[PROBLEM 1] Write out the passage of the Botasaurus Driver guide starting with "Compared to Selenium" and going on through "driver.prompt()".
[PROBLEM 2] Carry on the Botasaurus Driver guide from the point where it stops.

[EXCERPT TO READ]
====
It is really humane; it looks and works exactly like a real browser, allowing it to access any website.
Compared to Selenium and Playwright, it is super fast to launch and use.
The API is designed by and for web scrapers, and you will love it.

Installation

pip install botasaurus-driver

Bypassing Bot Detection: Code Example

from botasaurus_driver import Driver

driver = Driver()
driver.google_get("https://nopecha.com/demo/cloudflare", bypass_cloudflare=True)
driver.prompt()

Cloudflare JS with Captcha Challenge Demo

API

Botasaurus Driver provides several handy methods for web automation tasks such as:

Visiting URLs:

driver.get("https://www.example.com")
driver.google_get("https://www.example.com")  # Use Google as the referer [Recommended]
driver.get_via("https://www.example.com", referer="https://duckduckgo.com/")  # Use custom referer
driver.get_via_this_page("https://www.example.com")  # Use current page as referer

Finding elements:

from botasaurus.browser import Wait
search_results = driver.select(".search-results", wait=Wait.SHORT)  # Wait for up to 4 seconds for the element to be present, return None if not found
all_links = driver.select_all("a")  # Get all elements matching the selector
search_results = driver.wait_for_element(".search-results", wait=Wait.LONG)  # Wait for up to 8 seconds for the element to be present, raise exception if not found
hello_mom = driver.get_element_with_exact_text("Hello Mom", wait=Wait.VERY_LONG)  # Wait for up to 16 seconds for an element having the exact text "Hello Mom"

Interacting with elements:

driver.type("input[name='username']", "john_doe")  # Type into an input field
driver.click("button.submit")  # Click an element
element = driver.select("button.submit")
element.click()  # Click on an element
element.select_option("select#fruits", index=2)  # Select an option

Retrieving element properties:

header_text = driver.get_text("h1")  # Get text content
error_message = driver.get_element_containing_text("Error: Invalid input")
image_url = driver.select("img.logo").get_attribute("src")  # Get attribute value

Working with parent-child elements:

parent_element = driver.select(".parent")
child_element = parent_element.select(".child")
child_element.click()  # Click child element

Executing JavaScript:

result = driver.run_js("script.js") # Run a JavaScript file located in the current working directory.
result = driver.run_js("return document.title")
pikachu = driver.run_js("return args.pokemon", {"pokemon": 'pikachu'}) # args can be a dictionary, list, string, etc.
text_content = driver.select("body").run_js("(el) => el.textContent")

Enable human mode to perform, human-like mouse movements and say sayonara to detection:

# Navigate to Cloudflare's Turnstile Captcha demo
driver.get(
  "https://nopecha.com/demo/cloudflare",
)

# Wait for page to fully load
driver.long_random_sleep()

# Locate iframe containing the Cloudflare challenge
iframe = driver.get_element_at_point(160, 290)

# Find checkbox element within the iframe
checkbox = iframe.get_element_at_point(30, 30)

# Enable human mode for realistic, human-like mouse movements
driver.enable_human_mode()

# Click the checkbox to solve the challenge
checkbox.click()

# (Optional) Disable human mode if no longer needed  
driver.disable_human_mode()
====
[PROVIDED INFORMATION]
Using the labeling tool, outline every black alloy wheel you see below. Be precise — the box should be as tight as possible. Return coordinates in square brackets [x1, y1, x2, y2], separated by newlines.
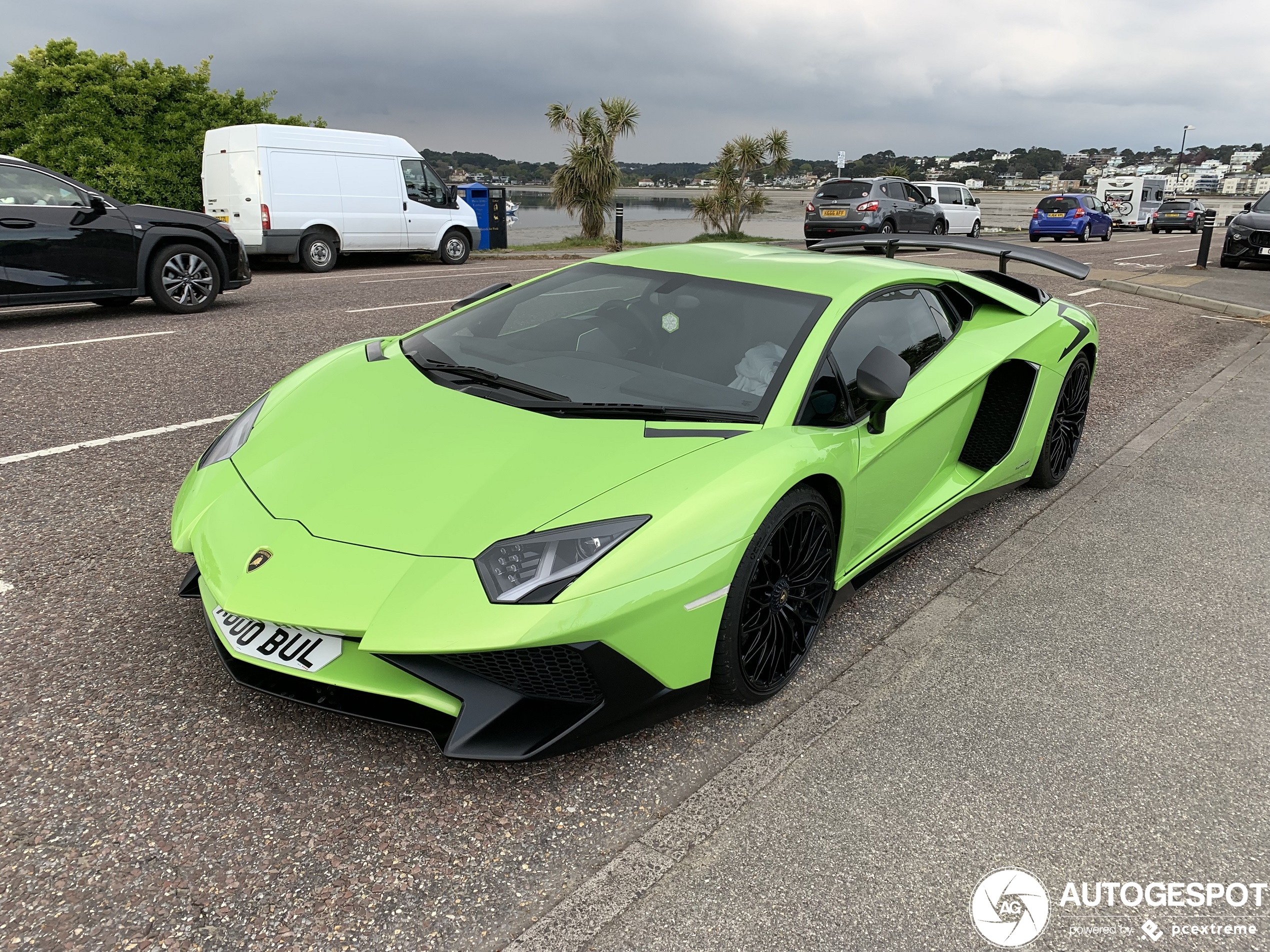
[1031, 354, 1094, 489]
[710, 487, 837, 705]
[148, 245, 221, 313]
====
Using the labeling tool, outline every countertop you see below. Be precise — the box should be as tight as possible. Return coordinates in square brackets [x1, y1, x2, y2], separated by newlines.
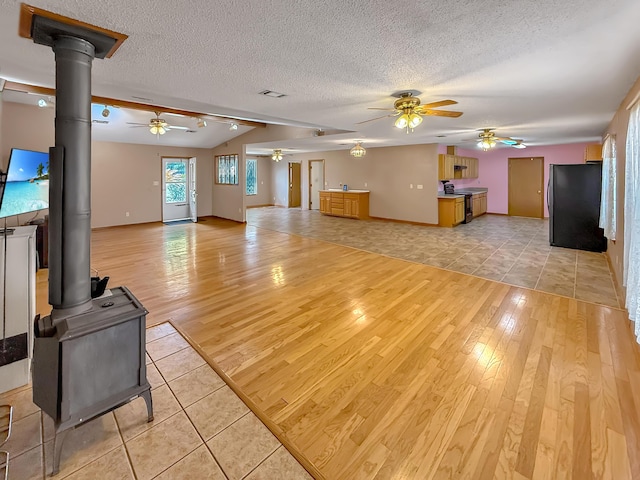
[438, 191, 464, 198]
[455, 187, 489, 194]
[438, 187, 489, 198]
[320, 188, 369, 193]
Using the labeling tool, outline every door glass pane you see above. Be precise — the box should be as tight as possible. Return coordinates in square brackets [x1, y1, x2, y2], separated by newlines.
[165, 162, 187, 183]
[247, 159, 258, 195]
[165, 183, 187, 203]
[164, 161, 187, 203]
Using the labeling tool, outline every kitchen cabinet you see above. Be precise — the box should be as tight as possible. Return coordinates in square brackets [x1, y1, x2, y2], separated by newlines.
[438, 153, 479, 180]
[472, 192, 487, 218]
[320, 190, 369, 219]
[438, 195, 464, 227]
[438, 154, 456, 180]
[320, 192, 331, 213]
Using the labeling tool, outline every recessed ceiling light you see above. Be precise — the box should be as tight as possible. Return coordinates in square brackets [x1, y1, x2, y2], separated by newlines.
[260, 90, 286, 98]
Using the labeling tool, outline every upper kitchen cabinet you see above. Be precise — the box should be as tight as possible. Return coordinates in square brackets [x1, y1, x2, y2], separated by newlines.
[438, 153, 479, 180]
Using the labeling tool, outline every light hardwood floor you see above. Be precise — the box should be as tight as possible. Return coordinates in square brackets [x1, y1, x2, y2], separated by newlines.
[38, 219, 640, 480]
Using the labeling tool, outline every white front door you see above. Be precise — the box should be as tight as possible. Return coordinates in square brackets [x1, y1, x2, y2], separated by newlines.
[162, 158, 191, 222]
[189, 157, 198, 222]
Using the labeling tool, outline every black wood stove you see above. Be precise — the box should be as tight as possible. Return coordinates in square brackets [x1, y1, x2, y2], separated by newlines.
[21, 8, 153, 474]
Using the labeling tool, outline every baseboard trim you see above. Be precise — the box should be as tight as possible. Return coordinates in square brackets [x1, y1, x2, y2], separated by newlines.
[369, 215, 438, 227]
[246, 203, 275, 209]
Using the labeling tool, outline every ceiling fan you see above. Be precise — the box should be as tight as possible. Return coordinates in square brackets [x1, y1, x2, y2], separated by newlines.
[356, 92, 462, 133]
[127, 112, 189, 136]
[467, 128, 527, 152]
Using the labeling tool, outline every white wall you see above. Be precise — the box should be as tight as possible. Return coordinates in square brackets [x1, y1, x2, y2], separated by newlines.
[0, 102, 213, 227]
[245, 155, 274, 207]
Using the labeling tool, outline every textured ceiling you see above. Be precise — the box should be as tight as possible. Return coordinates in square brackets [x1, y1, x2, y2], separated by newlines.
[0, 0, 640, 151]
====
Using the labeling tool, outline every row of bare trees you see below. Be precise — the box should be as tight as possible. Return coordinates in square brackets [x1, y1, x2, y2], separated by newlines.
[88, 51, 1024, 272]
====
[TASK RESULT 1]
Compared to Selenium and Playwright, it is super fast to launch and use.
The API is designed by and for web scrapers, and you will love it.

Installation

pip install botasaurus-driver

Bypassing Bot Detection: Code Example

from botasaurus_driver import Driver

driver = Driver()
driver.google_get("https://nopecha.com/demo/cloudflare", bypass_cloudflare=True)
driver.prompt()

[TASK RESULT 2]
# Pause execution, for inspection
driver.prompt()

human-mode-demo

Drag and Drop:

# Open React DnD tutorial  
driver.get("https://react-dnd.github.io/react-dnd/examples/tutorial")  

# Select draggable and droppable elements  
draggable = driver.select('[draggable="true"]')  
droppable = driver.select('[data-testid="(3,6)"]')  

# Perform drag-and-drop  
draggable.drag_and_drop_to(droppable)  

# Pause execution, for inspection
driver.prompt()

drag-and-drop-demo

Selecting Shadow Root Elements:

# Visit the website
driver.get("https://nopecha.com/demo/cloudflare")

# Wait for page to fully load
driver.long_random_sleep()

# Locate the element containing shadow root
shadow_root_element = driver.select('[name="cf-turnstile-response"]').parent

# Access the iframe
iframe = shadow_root_element.get_shadow_root()

# Access the nested shadow DOM inside the iframe 
content = iframe.get_shadow_root()

# print the text content of the "label" element.
print(content.select("label", wait = 8).text)

# Pause execution, for inspection
driver.prompt()

Selecting Shadow Root Elements

Monitoring requests:

from botasaurus.browser import browser, Driver, cdp

@browser()
def scrape_responses_task(driver: Driver, data):
    # Define a handler function that will be called after a response is received
    def after_response_handler(
        request_id: str,
        response: cdp.network.Response,
        event: cdp.network.ResponseReceived,
    ):
        # Extract URL, status, and headers from the response
        url = response.url
        status = response.status
        headers = response.headers
        
        # Print the response details 
        print(
            "after_response_handler",
            {
                "request_id": request_id,
                "url": url,
                "status": status,
                "headers": headers,
            },
        )

        # Append the request ID to the driver's responses list
        driver.responses.append(request_id)

    # Register the after_response_handler to be called after each response is received
    driver.after_response_received(after_response_handler)

    # Navigate to the specified URL
    driver.get("https://example.com/")

    # Collect all the responses that were appended during the navigation
    collected_responses = driver.responses.collect()
    
    # Save it in output/scrape_responses_task.json
    return collected_responses

# Execute the scraping task
scrape_responses_task()

Working with iframes:

driver.get("https://www.freecodecamp.org/news/using-entity-framework-core-with-mongodb/")
iframe = driver.get_iframe_by_link("www.youtube.com/embed") 
# OR the following works as well
# iframe = driver.select_iframe(".embed-wrapper iframe") 
freecodecamp_youtube_subscribers_count = iframe.select(".ytp-title-expanded-subtitle").text
print(freecodecamp_youtube_subscribers_count)

Executing CDP Command:

from botasaurus.browser import browser, Driver, cdp
driver.run_cdp_command(cdp.page.navigate(url='https://stackoverflow.blog/open-source'))

Miscellaneous:

form.type("input[name='password']", "secret_password")  # Type into a form field
container.is_element_present(".button")  # Check element presence
page_html = driver.page_html  # Current page HTML
driver.select(".footer").scroll_into_view()  # Scroll element into view
driver.close()  # Close the browser

Love It? Star It ⭐!

Become one of our amazing stargazers by giving us a star ⭐ on GitHub!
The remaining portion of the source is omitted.